What this task involves —
Please retype the entries that follow exactly as they are, leaving the images behind.

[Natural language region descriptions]

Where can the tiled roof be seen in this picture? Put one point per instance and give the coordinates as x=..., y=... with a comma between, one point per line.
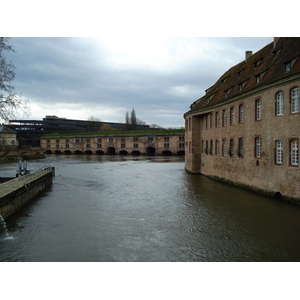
x=4, y=129
x=267, y=63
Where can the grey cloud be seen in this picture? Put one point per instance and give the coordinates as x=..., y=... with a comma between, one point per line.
x=80, y=71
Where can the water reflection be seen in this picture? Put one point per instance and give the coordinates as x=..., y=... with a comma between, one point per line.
x=124, y=208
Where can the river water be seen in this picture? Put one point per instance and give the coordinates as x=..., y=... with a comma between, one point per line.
x=145, y=209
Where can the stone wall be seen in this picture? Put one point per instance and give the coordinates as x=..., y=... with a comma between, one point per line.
x=259, y=173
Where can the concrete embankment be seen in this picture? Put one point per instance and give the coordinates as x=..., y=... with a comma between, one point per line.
x=17, y=154
x=16, y=193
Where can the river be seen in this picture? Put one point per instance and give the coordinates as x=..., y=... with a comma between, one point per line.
x=145, y=209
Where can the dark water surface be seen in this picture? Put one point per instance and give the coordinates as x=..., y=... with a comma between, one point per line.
x=112, y=208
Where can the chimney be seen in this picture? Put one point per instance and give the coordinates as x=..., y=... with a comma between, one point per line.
x=276, y=41
x=248, y=54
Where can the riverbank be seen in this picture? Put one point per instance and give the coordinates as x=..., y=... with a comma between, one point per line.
x=21, y=154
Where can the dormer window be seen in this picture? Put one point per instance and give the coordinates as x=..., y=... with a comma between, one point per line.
x=257, y=78
x=224, y=80
x=240, y=73
x=257, y=63
x=287, y=66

Task answer —
Where can the tiled roof be seen in this picture? Put one point per instance and give the coordinates as x=..., y=... with a comma between, one point per line.
x=4, y=129
x=267, y=63
Where can the grey cloud be seen in this picture? Put one point per instance and give the coordinates as x=..., y=... with a comma between, one point per line.
x=80, y=71
Where can the water reflection be seen in this picture? Put one point per instance and give the coordinates as x=..., y=... with a comma between, one point per line.
x=124, y=208
Where can the river water be seen in this picture? Put one point per instance and give the coordinates as x=..., y=... with a comma between, one point per line.
x=145, y=209
Where can the stone wall be seen in this picture? Put one point per instance and give the coordinates as x=..., y=... with a comma between, one point per line.
x=259, y=173
Where can the concrete embankment be seen in this picture? Put one point per instance and give the coordinates as x=..., y=... with a comma between, one point per line.
x=17, y=154
x=16, y=193
Where can the river be seen in this picture? Put one point per instance and give the coordinates as x=..., y=... with a comma between, one point per line.
x=145, y=209
Where can the dark water surface be seen in this picture? Put one point per instance and give the coordinates as x=..., y=... with a comma between, one point per line.
x=112, y=208
Where can the chimney be seen in this picture? Put one point per instance and give the coordinates as x=..., y=... with a comma between, one point per line.
x=276, y=41
x=248, y=54
Where can the riverbank be seen in this picture? Put one point per instance and give the coordinates as x=..., y=... with a comma between, one point per line.
x=21, y=154
Where can the dormer window be seen in this picture? Put one point per instance and give the coordinates as x=..., y=... with a comma between, one point per line.
x=257, y=78
x=224, y=80
x=240, y=73
x=257, y=63
x=287, y=66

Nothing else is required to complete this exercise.